§ WRITTEN INSTRUCTION
According to the method reference, what does the amplitude_to_db method convert the ugen graph from and to?

UGenMethodMixin.absolute_difference(expr)[source]

Calculates absolute difference between ugen graph and expr.

>>> ugen_graph = ugentools.SinOsc.ar()
>>> expr = ugentools.WhiteNoise.kr()
>>> result = ugen_graph.absolute_difference(expr)
>>> graph(result)  

Returns ugen graph.

UGenMethodMixin.amplitude_to_db()[source]

Converts ugen graph from amplitude to decibels.

>>> ugen_graph = ugentools.WhiteNoise.ar()
>>> result = ugen_graph.amplitude_to_db()
>>> graph(result)  

Returns ugen graph.

UGenMethodMixin.as_int()[source]
UGenMethodMixin.ceiling()[source]

Calculates the ceiling of ugen graph.

>>> source = ugentools.DC.ar(source=0.5)
>>> operation = source.ceiling()
>>> print(operation)
SynthDef c7b1855219f3364f731bdd2e4599b1d1 {
    const_0:0.5 -> 0_DC[0:source]
    0_DC[0] -> 1_UnaryOpUGen:CEILING[0:source]
}

Returns ugen graph.

UGenMethodMixin.clip(minimum, maximum)[source]

Clips ugen graph.

Example 1:

>>> ugen_graph = ugentools.WhiteNoise.ar()
>>> result = ugen_graph.clip(-0.25, 0.25)
>>> graph(result)  

Example 2:

>>> ugen_graph = ugentools.SinOsc.ar(
...     frequency=[440, 442, 443],
...     )
>>> result = ugen_graph.clip(-0.25, 0.25)
>>> graph(result)

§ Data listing
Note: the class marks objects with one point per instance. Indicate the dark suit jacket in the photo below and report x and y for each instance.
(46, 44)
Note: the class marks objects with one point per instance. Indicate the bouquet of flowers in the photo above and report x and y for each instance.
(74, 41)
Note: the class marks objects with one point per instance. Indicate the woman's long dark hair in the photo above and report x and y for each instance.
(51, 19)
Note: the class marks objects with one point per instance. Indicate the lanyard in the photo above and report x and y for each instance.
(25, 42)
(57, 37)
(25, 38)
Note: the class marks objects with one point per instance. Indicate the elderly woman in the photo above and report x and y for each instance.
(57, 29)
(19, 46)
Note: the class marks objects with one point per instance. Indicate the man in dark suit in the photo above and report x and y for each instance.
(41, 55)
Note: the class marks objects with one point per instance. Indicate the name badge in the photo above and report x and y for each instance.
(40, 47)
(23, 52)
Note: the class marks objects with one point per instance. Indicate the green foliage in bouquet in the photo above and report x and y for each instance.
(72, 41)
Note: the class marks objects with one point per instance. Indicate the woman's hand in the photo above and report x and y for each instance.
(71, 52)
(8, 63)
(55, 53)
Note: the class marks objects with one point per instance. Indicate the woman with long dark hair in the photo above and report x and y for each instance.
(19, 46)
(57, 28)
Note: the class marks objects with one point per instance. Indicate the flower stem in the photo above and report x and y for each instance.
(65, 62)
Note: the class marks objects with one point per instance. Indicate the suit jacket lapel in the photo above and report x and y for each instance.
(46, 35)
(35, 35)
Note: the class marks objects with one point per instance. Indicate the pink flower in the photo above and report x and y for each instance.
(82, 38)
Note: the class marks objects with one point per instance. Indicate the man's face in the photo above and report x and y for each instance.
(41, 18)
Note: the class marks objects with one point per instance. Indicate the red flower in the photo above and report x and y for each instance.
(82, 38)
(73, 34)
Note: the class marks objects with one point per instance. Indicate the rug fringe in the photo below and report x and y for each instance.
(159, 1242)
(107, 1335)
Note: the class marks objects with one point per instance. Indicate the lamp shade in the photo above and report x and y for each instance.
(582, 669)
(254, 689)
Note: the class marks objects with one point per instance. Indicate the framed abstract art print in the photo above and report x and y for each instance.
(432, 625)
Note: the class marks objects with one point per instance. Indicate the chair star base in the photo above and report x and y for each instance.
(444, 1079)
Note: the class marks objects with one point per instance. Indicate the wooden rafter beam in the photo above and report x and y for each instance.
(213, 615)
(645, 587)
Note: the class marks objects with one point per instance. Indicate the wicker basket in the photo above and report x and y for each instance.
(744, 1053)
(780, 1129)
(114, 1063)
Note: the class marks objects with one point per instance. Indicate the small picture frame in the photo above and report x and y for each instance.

§ REPLY TO THE EXERCISE
It converts the ugen graph from amplitude to decibels.